## Exercise brief
Repeat the lines that follow, leaving nothing out.

## Records provided
** START **
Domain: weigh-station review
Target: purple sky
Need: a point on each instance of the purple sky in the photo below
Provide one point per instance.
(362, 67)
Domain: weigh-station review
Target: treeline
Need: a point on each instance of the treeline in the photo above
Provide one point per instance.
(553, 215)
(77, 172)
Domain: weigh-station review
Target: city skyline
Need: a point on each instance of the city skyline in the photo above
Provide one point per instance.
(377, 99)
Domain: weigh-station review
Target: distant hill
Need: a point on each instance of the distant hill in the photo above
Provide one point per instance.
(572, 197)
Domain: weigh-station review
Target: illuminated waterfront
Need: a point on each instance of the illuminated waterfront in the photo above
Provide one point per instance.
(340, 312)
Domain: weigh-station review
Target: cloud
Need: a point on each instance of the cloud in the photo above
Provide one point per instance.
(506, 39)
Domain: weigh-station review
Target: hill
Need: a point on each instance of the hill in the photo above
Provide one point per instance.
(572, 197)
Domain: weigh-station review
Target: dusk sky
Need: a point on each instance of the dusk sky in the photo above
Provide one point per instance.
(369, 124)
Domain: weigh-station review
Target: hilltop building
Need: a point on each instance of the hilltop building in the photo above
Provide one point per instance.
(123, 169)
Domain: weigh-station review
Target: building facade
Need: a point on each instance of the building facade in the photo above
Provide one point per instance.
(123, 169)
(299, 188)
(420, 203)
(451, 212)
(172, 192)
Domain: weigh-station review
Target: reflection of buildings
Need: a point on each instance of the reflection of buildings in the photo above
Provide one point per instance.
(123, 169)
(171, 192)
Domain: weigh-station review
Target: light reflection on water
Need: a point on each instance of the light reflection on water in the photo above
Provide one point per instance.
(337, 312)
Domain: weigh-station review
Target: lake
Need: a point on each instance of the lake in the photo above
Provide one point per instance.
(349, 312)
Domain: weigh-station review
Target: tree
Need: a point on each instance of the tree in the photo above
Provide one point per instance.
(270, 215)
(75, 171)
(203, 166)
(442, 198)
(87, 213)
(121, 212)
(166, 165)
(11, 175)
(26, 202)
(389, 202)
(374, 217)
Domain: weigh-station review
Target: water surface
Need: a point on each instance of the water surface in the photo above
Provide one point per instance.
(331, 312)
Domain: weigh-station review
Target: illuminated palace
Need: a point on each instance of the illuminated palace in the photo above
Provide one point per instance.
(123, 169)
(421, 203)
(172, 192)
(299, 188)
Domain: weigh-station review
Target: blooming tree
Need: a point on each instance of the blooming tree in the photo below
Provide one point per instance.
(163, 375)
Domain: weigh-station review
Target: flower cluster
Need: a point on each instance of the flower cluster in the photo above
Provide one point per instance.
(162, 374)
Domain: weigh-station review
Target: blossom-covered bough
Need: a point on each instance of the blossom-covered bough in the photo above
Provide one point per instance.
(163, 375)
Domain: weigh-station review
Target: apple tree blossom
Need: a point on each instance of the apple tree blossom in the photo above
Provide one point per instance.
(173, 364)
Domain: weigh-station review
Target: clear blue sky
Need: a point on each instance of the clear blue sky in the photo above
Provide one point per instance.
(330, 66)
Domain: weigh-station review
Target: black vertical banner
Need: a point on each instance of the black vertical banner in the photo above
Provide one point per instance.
** END **
## Exercise answer
Domain: weigh-station review
Target: purple sky
Need: a point on each instance of the purple sky in the photo below
Provide one point per instance.
(362, 67)
Domain: weigh-station review
Target: treeline
Need: a point on each instance of the treeline in the photo above
Provide one point per instance.
(553, 215)
(77, 172)
Domain: weigh-station review
Target: city skyline
Need: a point on each instance of the city skyline in the photo above
Provide one point per instance.
(377, 99)
Domain: weigh-station review
Target: distant hill
Need: a point on each instance of the distant hill in the photo above
Provide one point per instance.
(572, 197)
Domain: weigh-station review
Target: illuminated waterfront
Need: a point on each instance of the illuminated waterfront in the photo above
Provide one point per instance.
(340, 312)
Domain: weigh-station review
Target: cloud
Need: a point on each instance of the cloud in the photo above
Provide one point per instance.
(506, 39)
Domain: weigh-station review
Target: hill
Need: a point on each instance of the hill in the photo above
Provide one point per instance.
(572, 197)
Domain: weigh-station review
Target: dusk sky
Need: a point on each instance of the dusk sky in the photo above
Provide one point per instance.
(369, 124)
Domain: weigh-station review
Target: hilltop building
Need: a point on each instance of the hilltop building in the photo above
Provide one point per instance.
(123, 169)
Domain: weigh-station review
Target: building facade
Need: a point on each instance of the building facade in the photo above
Provide one point per instance.
(123, 169)
(299, 188)
(420, 203)
(451, 212)
(172, 192)
Domain: weigh-station review
Target: reflection of buildings
Need: a point on each instance of the reflection of buildings in the photo above
Provide one point per instance.
(123, 169)
(171, 192)
Domain: weigh-station review
Target: light reflection on water
Need: a point on each instance of the light reflection on water in the photo above
Provide one point per instance.
(337, 312)
Domain: weigh-station review
Target: lake
Need: a point on each instance of the lake in the photo above
Provide one point per instance.
(349, 312)
Domain: weigh-station review
Target: tree
Need: a point on each instance of the tree in the photo above
Provide one point per instance.
(270, 215)
(75, 171)
(203, 166)
(442, 198)
(87, 213)
(121, 212)
(166, 165)
(11, 175)
(26, 202)
(389, 202)
(374, 217)
Domain: weigh-station review
Target: water surface
Need: a point on each instance of the water surface in the photo above
Provide one point per instance.
(331, 312)
Domain: weigh-station review
Target: illuminated palace
Need: a point on each instance of the illuminated palace in the photo above
Provide one point per instance.
(123, 169)
(421, 203)
(172, 192)
(299, 188)
Domain: weigh-station review
Target: blooming tree
Need: a point on each instance of the blooming tree in the photo below
Provide one point per instance.
(163, 375)
Domain: weigh-station review
Target: flower cluster
Need: a point on each instance of the flower cluster in the photo above
Provide one point per instance.
(162, 374)
Domain: weigh-station review
Target: blossom-covered bough
Need: a point on each instance of the blossom-covered bough in the photo above
Provide one point per instance.
(163, 375)
Domain: weigh-station review
Target: apple tree blossom
Need: a point on each instance of the apple tree blossom in the photo above
Provide one point per instance.
(173, 364)
Domain: weigh-station review
Target: clear blue sky
Need: a point on each instance of the clear blue sky in the photo above
Provide one point per instance.
(330, 66)
Domain: weigh-station review
Target: black vertical banner
Need: a point on each instance of the black vertical banner in the photo above
Provide one point per instance.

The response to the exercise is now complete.